> **Task details**:
Format the lines of all the records below as one numbered list, leaving out the blank lines.

> **Dataset extract**:
_ _ _ _ _ _ _
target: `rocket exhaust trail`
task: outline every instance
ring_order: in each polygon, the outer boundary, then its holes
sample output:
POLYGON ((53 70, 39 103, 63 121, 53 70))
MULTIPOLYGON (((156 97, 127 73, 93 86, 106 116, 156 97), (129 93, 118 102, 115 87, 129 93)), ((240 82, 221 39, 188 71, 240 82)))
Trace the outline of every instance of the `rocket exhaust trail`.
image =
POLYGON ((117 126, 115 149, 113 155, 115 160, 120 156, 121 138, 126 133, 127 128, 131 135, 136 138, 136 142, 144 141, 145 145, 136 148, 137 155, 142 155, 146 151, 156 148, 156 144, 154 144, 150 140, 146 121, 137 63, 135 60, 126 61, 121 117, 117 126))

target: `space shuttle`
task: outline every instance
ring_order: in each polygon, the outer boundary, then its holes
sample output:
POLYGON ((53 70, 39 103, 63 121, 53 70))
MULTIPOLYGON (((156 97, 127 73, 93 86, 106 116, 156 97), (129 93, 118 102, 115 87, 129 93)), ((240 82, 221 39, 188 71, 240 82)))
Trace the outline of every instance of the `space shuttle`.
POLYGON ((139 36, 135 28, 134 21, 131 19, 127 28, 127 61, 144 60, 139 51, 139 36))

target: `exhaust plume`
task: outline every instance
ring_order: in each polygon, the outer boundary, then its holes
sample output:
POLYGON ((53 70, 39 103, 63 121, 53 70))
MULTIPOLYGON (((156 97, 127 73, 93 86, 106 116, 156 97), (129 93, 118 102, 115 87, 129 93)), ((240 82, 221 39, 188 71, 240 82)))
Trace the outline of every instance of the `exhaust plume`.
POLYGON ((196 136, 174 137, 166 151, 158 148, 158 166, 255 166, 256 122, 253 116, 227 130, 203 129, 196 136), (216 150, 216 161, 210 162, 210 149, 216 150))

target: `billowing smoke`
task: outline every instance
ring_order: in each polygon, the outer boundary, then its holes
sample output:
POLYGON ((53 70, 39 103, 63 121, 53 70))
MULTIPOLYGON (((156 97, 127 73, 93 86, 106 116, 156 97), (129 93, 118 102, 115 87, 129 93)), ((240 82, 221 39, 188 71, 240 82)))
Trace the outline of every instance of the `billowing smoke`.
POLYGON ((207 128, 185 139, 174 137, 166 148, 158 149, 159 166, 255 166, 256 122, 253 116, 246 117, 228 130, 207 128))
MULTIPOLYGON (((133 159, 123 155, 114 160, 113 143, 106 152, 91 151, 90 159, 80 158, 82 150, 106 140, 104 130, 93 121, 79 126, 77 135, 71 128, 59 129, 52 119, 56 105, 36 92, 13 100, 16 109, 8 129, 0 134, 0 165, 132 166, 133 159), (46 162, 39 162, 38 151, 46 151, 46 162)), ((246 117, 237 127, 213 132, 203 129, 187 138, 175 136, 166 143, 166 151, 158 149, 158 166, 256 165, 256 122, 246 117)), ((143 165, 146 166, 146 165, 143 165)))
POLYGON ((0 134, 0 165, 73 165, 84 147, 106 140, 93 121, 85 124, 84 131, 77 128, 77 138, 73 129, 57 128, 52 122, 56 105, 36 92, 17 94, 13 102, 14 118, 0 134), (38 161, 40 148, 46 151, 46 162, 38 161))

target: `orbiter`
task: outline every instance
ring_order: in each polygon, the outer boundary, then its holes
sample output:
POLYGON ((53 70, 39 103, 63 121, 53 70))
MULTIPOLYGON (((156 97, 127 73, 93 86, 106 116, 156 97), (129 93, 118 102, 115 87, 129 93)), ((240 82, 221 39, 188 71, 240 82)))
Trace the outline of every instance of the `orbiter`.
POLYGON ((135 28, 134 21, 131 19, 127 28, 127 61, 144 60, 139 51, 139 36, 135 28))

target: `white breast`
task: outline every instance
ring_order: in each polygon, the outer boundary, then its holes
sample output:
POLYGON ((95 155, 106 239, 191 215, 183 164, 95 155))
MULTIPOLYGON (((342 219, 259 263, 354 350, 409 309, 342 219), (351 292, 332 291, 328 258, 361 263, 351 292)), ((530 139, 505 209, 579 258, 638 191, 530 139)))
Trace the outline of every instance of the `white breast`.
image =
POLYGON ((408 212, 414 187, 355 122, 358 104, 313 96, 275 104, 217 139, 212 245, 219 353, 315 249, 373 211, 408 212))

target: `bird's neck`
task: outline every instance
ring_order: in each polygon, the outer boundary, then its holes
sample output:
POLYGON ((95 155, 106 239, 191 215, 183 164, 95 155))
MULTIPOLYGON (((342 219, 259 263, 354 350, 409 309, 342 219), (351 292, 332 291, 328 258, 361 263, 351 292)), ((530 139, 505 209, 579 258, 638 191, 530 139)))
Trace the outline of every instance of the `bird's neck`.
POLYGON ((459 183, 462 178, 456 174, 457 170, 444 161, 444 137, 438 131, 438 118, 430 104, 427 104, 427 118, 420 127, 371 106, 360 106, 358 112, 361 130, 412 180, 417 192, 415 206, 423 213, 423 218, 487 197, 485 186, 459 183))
_ _ _ _ _ _ _
> **Reply**:
1. target: `rocket exhaust trail`
2. task: outline every instance
3. ring_order: in each polygon, the outer boundary, then its holes
4. sample output:
5. POLYGON ((53 70, 39 103, 63 121, 53 70))
6. MULTIPOLYGON (((156 97, 127 73, 93 86, 106 116, 156 97), (129 93, 118 102, 115 87, 129 93)), ((240 82, 221 39, 188 71, 240 82)))
7. Trace the outline of every instance of the `rocket exhaust trail`.
8. image =
9. POLYGON ((117 126, 115 149, 113 155, 115 160, 120 156, 121 138, 126 133, 127 128, 131 135, 136 138, 136 142, 144 141, 145 145, 136 148, 137 155, 142 155, 146 151, 156 148, 156 144, 154 144, 150 140, 146 121, 137 63, 135 60, 126 61, 121 117, 117 126))
10. target: `space shuttle`
11. task: outline every instance
12. ring_order: in each polygon, the outer boundary, then its holes
13. sample output:
14. POLYGON ((53 70, 39 103, 63 121, 53 70))
15. MULTIPOLYGON (((156 97, 127 73, 93 86, 106 116, 156 97), (129 93, 118 102, 115 87, 129 93)), ((240 82, 221 39, 188 71, 240 82)))
16. Trace the outline of every instance of the `space shuttle`.
17. POLYGON ((139 36, 135 28, 134 21, 131 19, 127 28, 127 61, 144 60, 139 51, 139 36))
18. target: `exhaust plume`
19. task: outline every instance
20. ring_order: in each polygon, the outer boundary, then its holes
21. sample output:
22. POLYGON ((53 70, 39 103, 63 121, 53 70))
23. MULTIPOLYGON (((156 97, 127 73, 93 86, 106 116, 156 97), (129 93, 118 102, 115 87, 129 93)), ((240 82, 221 39, 188 71, 240 82)))
24. Trace the outline of every instance of the `exhaust plume`.
25. POLYGON ((196 136, 174 137, 166 151, 158 148, 158 166, 255 166, 256 122, 253 116, 227 130, 203 129, 196 136), (216 150, 216 161, 210 162, 210 149, 216 150))
26. target: `billowing smoke`
27. task: outline every instance
28. ring_order: in each polygon, the outer boundary, then its holes
29. sample output:
30. POLYGON ((53 70, 39 103, 63 121, 53 70))
31. MULTIPOLYGON (((156 97, 127 73, 93 86, 106 116, 156 97), (129 93, 118 102, 115 87, 129 93)), ((240 82, 221 39, 188 71, 240 82)))
32. Trace the outline of every instance of the `billowing smoke`.
33. POLYGON ((207 128, 185 139, 174 137, 166 148, 158 149, 159 166, 255 166, 256 122, 253 116, 246 117, 228 130, 207 128))
34. MULTIPOLYGON (((133 159, 123 155, 114 160, 113 143, 106 152, 91 151, 90 159, 80 158, 82 150, 106 140, 104 130, 93 121, 79 126, 77 135, 71 128, 59 129, 52 119, 56 105, 36 92, 13 100, 16 109, 8 129, 0 134, 0 165, 132 166, 133 159), (46 162, 39 162, 38 151, 46 151, 46 162)), ((246 117, 237 127, 213 132, 203 129, 187 138, 175 136, 166 143, 166 151, 158 149, 158 166, 256 165, 256 122, 246 117)), ((143 165, 146 166, 146 165, 143 165)))
35. POLYGON ((0 134, 0 165, 73 165, 84 147, 106 140, 93 121, 85 124, 84 131, 77 128, 77 138, 73 129, 57 128, 52 122, 56 105, 36 92, 17 94, 13 102, 14 118, 0 134), (38 161, 40 148, 46 151, 46 162, 38 161))
36. target: `orbiter`
37. task: outline every instance
38. ring_order: in each polygon, the outer boundary, then its holes
39. sample output:
40. POLYGON ((53 70, 39 103, 63 121, 53 70))
41. MULTIPOLYGON (((156 97, 127 73, 93 86, 106 116, 156 97), (129 93, 118 102, 115 87, 129 93)), ((240 82, 221 39, 188 71, 240 82)))
42. Trace the outline of every instance of the `orbiter`.
43. POLYGON ((135 28, 134 21, 131 19, 127 28, 127 61, 144 60, 139 51, 139 36, 135 28))
44. target: `white breast`
45. task: outline every instance
46. ring_order: in each polygon, the outer boundary, then its holes
47. sample output:
48. POLYGON ((95 155, 106 239, 191 215, 183 164, 95 155))
49. MULTIPOLYGON (((342 219, 259 263, 354 350, 409 309, 342 219), (351 292, 332 291, 328 258, 361 263, 351 292)), ((530 139, 505 209, 579 258, 638 191, 530 139)))
50. Trace the outline of every instance of the `white breast`.
51. image =
52. POLYGON ((408 212, 414 187, 355 122, 358 104, 313 96, 275 104, 217 139, 212 245, 219 353, 315 249, 373 211, 408 212))
53. target: `bird's neck`
54. task: outline every instance
55. ring_order: in each polygon, the outer boundary, then its holes
56. sample output:
57. POLYGON ((95 155, 106 239, 191 215, 183 164, 95 155))
58. MULTIPOLYGON (((342 219, 259 263, 354 350, 409 309, 342 219), (351 292, 332 291, 328 258, 361 263, 351 292)), ((530 139, 505 209, 579 258, 638 191, 530 139)))
59. Trace the outline of every instance of the `bird's neck`.
60. POLYGON ((459 183, 462 178, 456 174, 457 170, 444 161, 444 137, 438 131, 438 118, 430 104, 427 104, 427 118, 420 127, 371 106, 360 106, 358 112, 361 130, 412 180, 417 192, 415 206, 423 213, 423 218, 487 197, 485 186, 459 183))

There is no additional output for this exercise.